TASK REQUIREMENTS
Go through the entries below, tally each line with the string "woman", and give the final number by itself.

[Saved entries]
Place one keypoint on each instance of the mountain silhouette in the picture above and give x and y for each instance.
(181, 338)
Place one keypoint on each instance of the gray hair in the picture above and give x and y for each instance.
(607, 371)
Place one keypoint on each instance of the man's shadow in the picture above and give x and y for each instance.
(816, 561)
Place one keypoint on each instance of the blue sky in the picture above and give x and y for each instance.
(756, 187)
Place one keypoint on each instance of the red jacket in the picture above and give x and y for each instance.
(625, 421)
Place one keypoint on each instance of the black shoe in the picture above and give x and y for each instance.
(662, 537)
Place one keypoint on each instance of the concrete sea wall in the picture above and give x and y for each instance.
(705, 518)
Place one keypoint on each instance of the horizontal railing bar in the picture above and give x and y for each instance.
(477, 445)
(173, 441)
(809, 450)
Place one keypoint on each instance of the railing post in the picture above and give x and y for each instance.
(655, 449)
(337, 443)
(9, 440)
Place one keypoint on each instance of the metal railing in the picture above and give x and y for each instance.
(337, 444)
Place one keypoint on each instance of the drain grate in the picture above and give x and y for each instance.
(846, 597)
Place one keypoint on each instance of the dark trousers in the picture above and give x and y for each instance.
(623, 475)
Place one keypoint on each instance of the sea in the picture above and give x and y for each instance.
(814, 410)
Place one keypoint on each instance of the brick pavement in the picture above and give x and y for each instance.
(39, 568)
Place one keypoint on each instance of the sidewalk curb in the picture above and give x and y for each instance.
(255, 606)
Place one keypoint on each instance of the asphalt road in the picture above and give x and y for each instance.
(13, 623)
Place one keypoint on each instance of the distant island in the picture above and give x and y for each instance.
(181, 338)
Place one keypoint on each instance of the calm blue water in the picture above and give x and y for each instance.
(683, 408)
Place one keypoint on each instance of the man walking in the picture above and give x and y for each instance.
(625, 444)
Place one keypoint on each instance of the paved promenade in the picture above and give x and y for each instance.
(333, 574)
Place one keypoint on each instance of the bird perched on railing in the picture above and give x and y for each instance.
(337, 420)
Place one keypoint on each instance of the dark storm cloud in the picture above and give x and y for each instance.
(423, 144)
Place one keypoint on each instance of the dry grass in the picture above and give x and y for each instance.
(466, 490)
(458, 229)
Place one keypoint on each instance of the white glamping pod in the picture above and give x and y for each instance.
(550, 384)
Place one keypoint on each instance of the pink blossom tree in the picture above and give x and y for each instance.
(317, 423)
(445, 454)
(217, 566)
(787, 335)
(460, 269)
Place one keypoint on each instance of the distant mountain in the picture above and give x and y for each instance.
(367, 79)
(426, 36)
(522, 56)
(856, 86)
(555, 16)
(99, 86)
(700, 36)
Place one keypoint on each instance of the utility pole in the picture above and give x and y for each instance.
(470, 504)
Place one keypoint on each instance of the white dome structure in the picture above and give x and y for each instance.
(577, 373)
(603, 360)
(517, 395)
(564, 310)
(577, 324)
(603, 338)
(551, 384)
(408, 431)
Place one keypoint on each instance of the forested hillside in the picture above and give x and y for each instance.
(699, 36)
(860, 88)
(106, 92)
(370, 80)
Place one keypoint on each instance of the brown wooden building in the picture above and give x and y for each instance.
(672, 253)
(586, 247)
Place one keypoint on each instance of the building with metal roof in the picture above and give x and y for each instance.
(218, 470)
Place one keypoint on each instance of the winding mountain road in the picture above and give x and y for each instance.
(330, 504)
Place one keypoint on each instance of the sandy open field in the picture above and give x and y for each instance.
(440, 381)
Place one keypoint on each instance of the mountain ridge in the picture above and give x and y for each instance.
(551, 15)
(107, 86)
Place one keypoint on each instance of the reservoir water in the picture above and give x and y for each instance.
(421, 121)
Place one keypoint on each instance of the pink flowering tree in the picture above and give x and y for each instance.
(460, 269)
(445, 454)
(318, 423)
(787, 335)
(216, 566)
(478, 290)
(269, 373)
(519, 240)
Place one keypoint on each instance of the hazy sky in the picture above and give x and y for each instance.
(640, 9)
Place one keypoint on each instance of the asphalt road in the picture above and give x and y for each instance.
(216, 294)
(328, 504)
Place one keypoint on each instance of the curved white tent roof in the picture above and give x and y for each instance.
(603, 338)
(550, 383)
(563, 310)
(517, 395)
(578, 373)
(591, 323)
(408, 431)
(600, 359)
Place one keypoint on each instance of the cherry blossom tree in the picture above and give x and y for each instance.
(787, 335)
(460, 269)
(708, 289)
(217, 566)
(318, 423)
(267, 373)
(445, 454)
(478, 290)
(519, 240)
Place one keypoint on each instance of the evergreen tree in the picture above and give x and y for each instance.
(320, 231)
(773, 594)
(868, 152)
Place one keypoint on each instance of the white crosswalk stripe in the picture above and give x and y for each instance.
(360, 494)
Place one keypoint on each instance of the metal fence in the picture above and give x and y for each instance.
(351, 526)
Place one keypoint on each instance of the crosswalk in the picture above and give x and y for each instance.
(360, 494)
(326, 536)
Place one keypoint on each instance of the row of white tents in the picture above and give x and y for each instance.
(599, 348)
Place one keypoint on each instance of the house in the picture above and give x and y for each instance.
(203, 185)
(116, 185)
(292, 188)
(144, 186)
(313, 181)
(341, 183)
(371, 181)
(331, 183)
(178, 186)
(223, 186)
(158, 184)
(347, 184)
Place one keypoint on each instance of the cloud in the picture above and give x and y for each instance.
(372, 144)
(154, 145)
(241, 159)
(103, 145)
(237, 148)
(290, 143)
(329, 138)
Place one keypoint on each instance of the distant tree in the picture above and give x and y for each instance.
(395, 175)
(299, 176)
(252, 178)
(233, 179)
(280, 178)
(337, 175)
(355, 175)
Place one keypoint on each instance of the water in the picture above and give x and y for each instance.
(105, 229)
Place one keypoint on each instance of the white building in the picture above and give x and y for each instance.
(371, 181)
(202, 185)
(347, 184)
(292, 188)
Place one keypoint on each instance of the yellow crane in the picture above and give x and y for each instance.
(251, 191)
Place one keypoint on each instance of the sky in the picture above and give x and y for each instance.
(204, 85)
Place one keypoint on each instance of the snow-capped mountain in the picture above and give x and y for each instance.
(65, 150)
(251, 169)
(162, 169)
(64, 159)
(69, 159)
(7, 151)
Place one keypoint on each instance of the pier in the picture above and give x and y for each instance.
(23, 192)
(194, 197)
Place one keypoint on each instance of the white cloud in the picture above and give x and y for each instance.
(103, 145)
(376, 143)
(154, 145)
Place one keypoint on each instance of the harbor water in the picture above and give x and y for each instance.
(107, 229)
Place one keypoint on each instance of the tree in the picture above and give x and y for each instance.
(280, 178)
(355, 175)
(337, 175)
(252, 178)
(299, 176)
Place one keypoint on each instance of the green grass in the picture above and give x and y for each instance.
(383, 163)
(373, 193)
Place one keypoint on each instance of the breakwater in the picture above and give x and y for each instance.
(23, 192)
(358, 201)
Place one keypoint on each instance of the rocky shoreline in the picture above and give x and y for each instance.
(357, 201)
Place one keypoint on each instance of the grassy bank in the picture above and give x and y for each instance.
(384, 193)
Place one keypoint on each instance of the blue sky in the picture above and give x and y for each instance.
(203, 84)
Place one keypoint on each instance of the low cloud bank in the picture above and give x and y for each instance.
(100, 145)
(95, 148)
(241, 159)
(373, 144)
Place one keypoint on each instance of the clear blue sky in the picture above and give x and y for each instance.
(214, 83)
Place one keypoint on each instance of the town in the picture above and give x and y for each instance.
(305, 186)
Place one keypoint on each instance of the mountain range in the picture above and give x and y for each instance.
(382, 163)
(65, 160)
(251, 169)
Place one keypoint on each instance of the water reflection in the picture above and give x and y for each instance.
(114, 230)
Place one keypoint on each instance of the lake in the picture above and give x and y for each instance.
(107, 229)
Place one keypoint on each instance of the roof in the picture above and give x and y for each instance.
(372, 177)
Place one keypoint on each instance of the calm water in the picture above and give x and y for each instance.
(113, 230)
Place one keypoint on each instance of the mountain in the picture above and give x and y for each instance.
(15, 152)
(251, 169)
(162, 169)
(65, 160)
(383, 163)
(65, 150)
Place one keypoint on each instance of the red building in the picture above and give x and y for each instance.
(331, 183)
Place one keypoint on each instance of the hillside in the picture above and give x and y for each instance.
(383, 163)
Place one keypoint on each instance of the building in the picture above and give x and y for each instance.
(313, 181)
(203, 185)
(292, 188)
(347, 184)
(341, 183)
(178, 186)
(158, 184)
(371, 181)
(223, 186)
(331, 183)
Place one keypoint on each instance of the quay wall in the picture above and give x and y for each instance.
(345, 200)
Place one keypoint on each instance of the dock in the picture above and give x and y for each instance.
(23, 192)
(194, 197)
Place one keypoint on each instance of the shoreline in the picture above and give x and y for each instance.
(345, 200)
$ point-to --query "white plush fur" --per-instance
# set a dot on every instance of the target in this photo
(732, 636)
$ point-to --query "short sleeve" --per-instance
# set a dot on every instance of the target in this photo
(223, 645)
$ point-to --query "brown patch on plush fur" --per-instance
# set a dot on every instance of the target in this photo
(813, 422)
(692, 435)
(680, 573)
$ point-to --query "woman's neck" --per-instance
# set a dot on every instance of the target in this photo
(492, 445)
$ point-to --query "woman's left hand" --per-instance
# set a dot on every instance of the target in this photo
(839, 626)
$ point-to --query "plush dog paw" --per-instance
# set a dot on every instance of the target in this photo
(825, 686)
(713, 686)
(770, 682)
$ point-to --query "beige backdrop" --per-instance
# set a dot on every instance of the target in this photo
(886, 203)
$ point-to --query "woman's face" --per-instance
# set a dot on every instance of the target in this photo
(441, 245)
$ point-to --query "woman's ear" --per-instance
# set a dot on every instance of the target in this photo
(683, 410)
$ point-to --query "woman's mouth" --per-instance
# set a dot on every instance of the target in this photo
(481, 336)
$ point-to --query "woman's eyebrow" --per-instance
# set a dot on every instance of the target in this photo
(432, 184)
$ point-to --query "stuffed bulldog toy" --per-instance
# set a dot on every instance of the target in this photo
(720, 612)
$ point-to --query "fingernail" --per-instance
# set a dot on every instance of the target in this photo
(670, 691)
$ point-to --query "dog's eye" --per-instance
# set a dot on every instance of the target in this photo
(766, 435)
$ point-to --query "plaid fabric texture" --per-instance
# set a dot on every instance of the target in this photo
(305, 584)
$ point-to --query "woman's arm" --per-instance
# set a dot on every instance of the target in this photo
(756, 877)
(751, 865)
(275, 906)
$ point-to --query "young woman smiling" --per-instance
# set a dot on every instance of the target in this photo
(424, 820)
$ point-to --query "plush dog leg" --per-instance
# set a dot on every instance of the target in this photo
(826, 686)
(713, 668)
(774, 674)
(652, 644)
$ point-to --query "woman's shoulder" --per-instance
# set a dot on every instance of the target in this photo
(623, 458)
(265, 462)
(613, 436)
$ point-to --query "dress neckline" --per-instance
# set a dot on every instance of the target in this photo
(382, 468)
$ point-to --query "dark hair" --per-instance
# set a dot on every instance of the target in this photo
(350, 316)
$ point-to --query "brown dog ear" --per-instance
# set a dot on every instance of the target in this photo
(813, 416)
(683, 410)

COMPLETED TASK
9